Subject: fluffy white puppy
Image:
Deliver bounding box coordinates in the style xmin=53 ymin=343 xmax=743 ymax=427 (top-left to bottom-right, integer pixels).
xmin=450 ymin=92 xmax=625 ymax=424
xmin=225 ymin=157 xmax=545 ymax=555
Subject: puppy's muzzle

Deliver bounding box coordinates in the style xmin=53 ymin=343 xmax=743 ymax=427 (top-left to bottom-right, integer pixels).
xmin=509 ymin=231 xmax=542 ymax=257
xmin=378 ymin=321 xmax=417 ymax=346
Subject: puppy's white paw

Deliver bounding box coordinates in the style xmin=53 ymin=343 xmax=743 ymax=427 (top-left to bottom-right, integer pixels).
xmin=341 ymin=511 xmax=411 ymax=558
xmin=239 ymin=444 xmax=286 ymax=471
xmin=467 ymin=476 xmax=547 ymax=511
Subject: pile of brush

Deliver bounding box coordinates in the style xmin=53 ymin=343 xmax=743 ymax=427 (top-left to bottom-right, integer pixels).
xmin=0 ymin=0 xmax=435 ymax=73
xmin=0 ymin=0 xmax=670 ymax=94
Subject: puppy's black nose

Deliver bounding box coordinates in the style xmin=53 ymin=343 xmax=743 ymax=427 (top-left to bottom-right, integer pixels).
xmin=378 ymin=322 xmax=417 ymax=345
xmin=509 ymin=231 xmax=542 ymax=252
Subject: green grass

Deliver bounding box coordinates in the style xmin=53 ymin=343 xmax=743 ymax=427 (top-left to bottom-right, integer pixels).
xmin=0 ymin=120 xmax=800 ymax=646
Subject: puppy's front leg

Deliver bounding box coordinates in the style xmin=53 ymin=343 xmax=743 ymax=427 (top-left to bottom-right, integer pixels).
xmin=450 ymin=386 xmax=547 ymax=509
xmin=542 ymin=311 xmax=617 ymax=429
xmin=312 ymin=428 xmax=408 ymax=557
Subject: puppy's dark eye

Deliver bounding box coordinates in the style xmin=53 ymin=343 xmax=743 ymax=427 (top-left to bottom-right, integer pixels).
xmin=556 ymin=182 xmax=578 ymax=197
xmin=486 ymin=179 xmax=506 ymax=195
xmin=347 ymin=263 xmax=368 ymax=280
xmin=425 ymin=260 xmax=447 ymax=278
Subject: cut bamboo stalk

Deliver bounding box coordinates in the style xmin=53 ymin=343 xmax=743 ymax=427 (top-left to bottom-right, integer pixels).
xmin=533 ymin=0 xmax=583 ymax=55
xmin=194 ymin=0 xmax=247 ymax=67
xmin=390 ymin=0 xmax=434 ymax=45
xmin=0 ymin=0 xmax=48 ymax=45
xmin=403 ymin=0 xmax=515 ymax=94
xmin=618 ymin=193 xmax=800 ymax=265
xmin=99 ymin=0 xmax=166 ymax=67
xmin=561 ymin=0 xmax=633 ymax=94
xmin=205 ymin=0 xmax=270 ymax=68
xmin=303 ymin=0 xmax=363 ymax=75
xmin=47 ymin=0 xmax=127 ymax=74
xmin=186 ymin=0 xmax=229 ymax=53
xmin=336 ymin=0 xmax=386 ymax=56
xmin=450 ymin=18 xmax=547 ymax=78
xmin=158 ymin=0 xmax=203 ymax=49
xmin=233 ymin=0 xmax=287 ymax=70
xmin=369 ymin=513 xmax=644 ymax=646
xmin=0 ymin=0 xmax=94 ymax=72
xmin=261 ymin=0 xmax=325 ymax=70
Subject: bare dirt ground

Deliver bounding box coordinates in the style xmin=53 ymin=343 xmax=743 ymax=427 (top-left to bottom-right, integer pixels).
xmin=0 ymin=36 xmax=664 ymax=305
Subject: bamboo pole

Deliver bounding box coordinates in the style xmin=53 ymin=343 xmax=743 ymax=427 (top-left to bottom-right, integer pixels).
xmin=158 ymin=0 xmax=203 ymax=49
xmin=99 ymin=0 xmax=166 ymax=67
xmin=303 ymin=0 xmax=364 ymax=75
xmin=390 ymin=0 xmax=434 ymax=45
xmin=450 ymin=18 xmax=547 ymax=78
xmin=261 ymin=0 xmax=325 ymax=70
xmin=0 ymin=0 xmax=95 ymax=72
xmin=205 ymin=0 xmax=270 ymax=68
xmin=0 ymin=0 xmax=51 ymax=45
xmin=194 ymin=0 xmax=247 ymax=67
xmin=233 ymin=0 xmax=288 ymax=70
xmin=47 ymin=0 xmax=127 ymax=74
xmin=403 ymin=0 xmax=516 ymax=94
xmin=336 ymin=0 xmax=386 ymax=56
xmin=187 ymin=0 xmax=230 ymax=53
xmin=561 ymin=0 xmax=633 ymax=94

- [Set exercise]: Repeat all of the records above line for line, with no changes.

- [Response to this task]:
Subject: fluffy white puppy
Image:
Deliver bounding box coordinates in the style xmin=53 ymin=343 xmax=743 ymax=427 (top-left to bottom-right, integer pixels).
xmin=450 ymin=92 xmax=625 ymax=424
xmin=225 ymin=157 xmax=545 ymax=555
Subject: puppy's muzzle

Deliver bounding box coordinates in the style xmin=53 ymin=343 xmax=743 ymax=427 (top-left to bottom-right, integer pixels).
xmin=509 ymin=231 xmax=542 ymax=257
xmin=378 ymin=321 xmax=417 ymax=346
Subject: puppy's white paw

Deliver bounding box coordinates in the style xmin=53 ymin=343 xmax=743 ymax=427 (top-left to bottom-right, integer pixels).
xmin=341 ymin=511 xmax=411 ymax=558
xmin=239 ymin=444 xmax=286 ymax=471
xmin=467 ymin=476 xmax=547 ymax=511
Subject: pile of brush

Deliver bounding box coordinates in the style xmin=53 ymin=343 xmax=743 ymax=427 (top-left to bottom-right, integer pixels).
xmin=0 ymin=0 xmax=435 ymax=73
xmin=0 ymin=0 xmax=670 ymax=94
Subject: puppy's black nose

Deliver bounding box coordinates in the style xmin=53 ymin=343 xmax=743 ymax=427 (top-left to bottom-right, integer pixels).
xmin=378 ymin=322 xmax=417 ymax=345
xmin=509 ymin=231 xmax=542 ymax=252
Subject: green grass

Deliver bounding box coordinates in the style xmin=53 ymin=343 xmax=743 ymax=427 (top-left to bottom-right, integer pixels).
xmin=0 ymin=120 xmax=800 ymax=646
Subject: puppy's front leg

Deliver bounding box coordinates in the style xmin=53 ymin=343 xmax=743 ymax=427 (top-left to bottom-right, integer pixels).
xmin=450 ymin=386 xmax=547 ymax=509
xmin=542 ymin=311 xmax=617 ymax=429
xmin=312 ymin=428 xmax=408 ymax=557
Subject: puppy's dark eye

Deliver bounding box coordinates in the style xmin=53 ymin=343 xmax=743 ymax=427 (top-left to bottom-right, integer pixels).
xmin=556 ymin=182 xmax=578 ymax=197
xmin=486 ymin=179 xmax=506 ymax=195
xmin=347 ymin=263 xmax=368 ymax=280
xmin=425 ymin=260 xmax=447 ymax=278
Subject: cut bamboo stalk

Deliver bounding box coordinates in the style xmin=53 ymin=343 xmax=743 ymax=427 (top-left to bottom-right, integer pixels).
xmin=533 ymin=0 xmax=583 ymax=55
xmin=194 ymin=0 xmax=247 ymax=67
xmin=390 ymin=0 xmax=434 ymax=45
xmin=0 ymin=0 xmax=48 ymax=45
xmin=403 ymin=0 xmax=515 ymax=94
xmin=618 ymin=193 xmax=800 ymax=265
xmin=99 ymin=0 xmax=166 ymax=67
xmin=561 ymin=0 xmax=633 ymax=94
xmin=205 ymin=0 xmax=270 ymax=68
xmin=303 ymin=0 xmax=363 ymax=75
xmin=47 ymin=0 xmax=127 ymax=74
xmin=186 ymin=0 xmax=229 ymax=53
xmin=336 ymin=0 xmax=386 ymax=56
xmin=450 ymin=18 xmax=547 ymax=78
xmin=158 ymin=0 xmax=203 ymax=49
xmin=233 ymin=0 xmax=287 ymax=70
xmin=369 ymin=513 xmax=644 ymax=646
xmin=0 ymin=0 xmax=94 ymax=72
xmin=261 ymin=0 xmax=325 ymax=70
Subject: bare dirt ground

Deliver bounding box coordinates in the style xmin=53 ymin=343 xmax=743 ymax=427 (top-left to bottom-right, integer pixels).
xmin=0 ymin=36 xmax=664 ymax=305
Subject: bamboo pole

Deliver bounding box coordinates in the style xmin=53 ymin=343 xmax=743 ymax=427 (top-left to bottom-right, integer pixels).
xmin=158 ymin=0 xmax=203 ymax=49
xmin=99 ymin=0 xmax=166 ymax=67
xmin=303 ymin=0 xmax=364 ymax=75
xmin=390 ymin=0 xmax=434 ymax=45
xmin=450 ymin=18 xmax=547 ymax=78
xmin=261 ymin=0 xmax=325 ymax=70
xmin=0 ymin=0 xmax=95 ymax=72
xmin=205 ymin=0 xmax=270 ymax=68
xmin=0 ymin=0 xmax=51 ymax=45
xmin=194 ymin=0 xmax=247 ymax=67
xmin=233 ymin=0 xmax=288 ymax=70
xmin=47 ymin=0 xmax=127 ymax=74
xmin=403 ymin=0 xmax=516 ymax=94
xmin=336 ymin=0 xmax=386 ymax=56
xmin=187 ymin=0 xmax=230 ymax=53
xmin=561 ymin=0 xmax=633 ymax=94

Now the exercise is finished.